(Dataset rows on where objects appear)
###

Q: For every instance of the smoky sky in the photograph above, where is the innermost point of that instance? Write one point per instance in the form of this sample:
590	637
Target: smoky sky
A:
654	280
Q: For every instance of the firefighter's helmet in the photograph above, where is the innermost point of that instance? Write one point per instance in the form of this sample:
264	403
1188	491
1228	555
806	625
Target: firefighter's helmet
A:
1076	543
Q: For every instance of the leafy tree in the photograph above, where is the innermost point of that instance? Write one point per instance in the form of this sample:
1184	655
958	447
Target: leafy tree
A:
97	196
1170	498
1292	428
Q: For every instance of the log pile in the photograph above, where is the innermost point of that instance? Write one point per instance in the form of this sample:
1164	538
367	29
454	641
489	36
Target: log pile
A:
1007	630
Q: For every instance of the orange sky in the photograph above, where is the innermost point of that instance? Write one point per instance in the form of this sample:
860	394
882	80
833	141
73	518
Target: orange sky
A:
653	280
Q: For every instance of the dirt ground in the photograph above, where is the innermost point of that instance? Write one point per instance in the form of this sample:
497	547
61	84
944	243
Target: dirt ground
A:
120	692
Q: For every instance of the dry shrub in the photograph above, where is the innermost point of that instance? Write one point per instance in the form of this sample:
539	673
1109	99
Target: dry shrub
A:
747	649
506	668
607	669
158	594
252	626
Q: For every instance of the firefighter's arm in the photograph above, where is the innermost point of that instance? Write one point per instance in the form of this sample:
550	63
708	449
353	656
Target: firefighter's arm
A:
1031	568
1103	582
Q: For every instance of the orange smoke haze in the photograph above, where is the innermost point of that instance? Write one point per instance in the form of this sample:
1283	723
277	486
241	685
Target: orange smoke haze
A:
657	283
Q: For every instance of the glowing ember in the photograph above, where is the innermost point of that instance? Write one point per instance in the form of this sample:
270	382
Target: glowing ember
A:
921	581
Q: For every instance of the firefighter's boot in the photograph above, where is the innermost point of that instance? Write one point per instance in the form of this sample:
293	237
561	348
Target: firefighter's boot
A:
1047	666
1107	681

###

— WHAT THIS TASK INVOLVES —
Can you give every line of the rows above as a JSON list of strings, one string per line, leaving out blank lines?

— RESPONSE BELOW —
[
  "Q: For every instance of the smoky sky in the photograph above, where is the innermost point of that instance? Write one point per instance in the form of this sample:",
  "590\t637",
  "Target: smoky sky",
  "A:",
  "654\t280",
  "Q: For every instance of the firefighter's helmet in the photograph above, where is the innermost point of that instance? Write one point per instance in the form of this sample:",
  "264\t403",
  "1188\t491",
  "1228\t555",
  "806\t625",
  "Target: firefighter's helmet",
  "A:",
  "1076\t543",
  "Q: For every instance of the leafy tree in the photograph above, where is the innermost point of that instance? Write one point per instance in the form of this sample:",
  "1184\t655",
  "958\t447",
  "Target: leafy tree",
  "A:",
  "97\t196",
  "1170\t498",
  "1292\t428",
  "Q: For every instance of the log pile in the photograph above, where is the innermost point of that instance? Write one point per instance in the form of this sample:",
  "1164\t538",
  "367\t29",
  "454\t641",
  "489\t36",
  "Target: log pile",
  "A:",
  "1007\t630",
  "Q: For every instance of the orange sky in the photograph above, where is the innermost point of that instance? Write one point per instance in the form of this sample:",
  "860\t394",
  "882\t80",
  "833\t141",
  "73\t518",
  "Target: orange sky",
  "A:",
  "653\t280",
  "Q: For every instance of the dirt ground in the photograph above, where is the innermost point of that instance? Write one point per instance in the form of this sample:",
  "497\t547",
  "61\t84",
  "944\t243",
  "Target: dirt ground",
  "A:",
  "120\t692",
  "Q: For every instance of the dry shrub in the photograph above, where is the innermost point of that instance? Write one point per instance in the form of this sample:",
  "539\t673",
  "1109\t99",
  "Target: dry shrub",
  "A:",
  "747\t649",
  "506\t668",
  "607\t669",
  "158\t594",
  "252\t626",
  "Q: For every instance of the firefighter's arm in the photograph above, where is the innermost point of that instance? Write one point per instance in the form of this sample:",
  "550\t63",
  "708\t449",
  "353\t656",
  "Target: firefighter's arm",
  "A:",
  "1031\t568",
  "1103\t582",
  "Q: For every instance of the orange smoke haze in the photograph above, where is the innermost point of that instance? Write one point per instance in the form of this sample:",
  "1283\t723",
  "277\t486",
  "241\t685",
  "Target: orange smoke haze",
  "A:",
  "657\t283",
  "Q: For every instance of the glowing ember in the photograph above, where is the innermost point of that instance? Write one point per instance in the form of this sample:",
  "270\t382",
  "Target: glowing ember",
  "A:",
  "921\t581",
  "Q: For every instance of the firefighter's boot in the photograph above, where is the innermost point of that instance? Write one point per instance in the form of this sample:",
  "293\t237",
  "561\t348",
  "Target: firefighter's boot",
  "A:",
  "1047\t666",
  "1107\t681"
]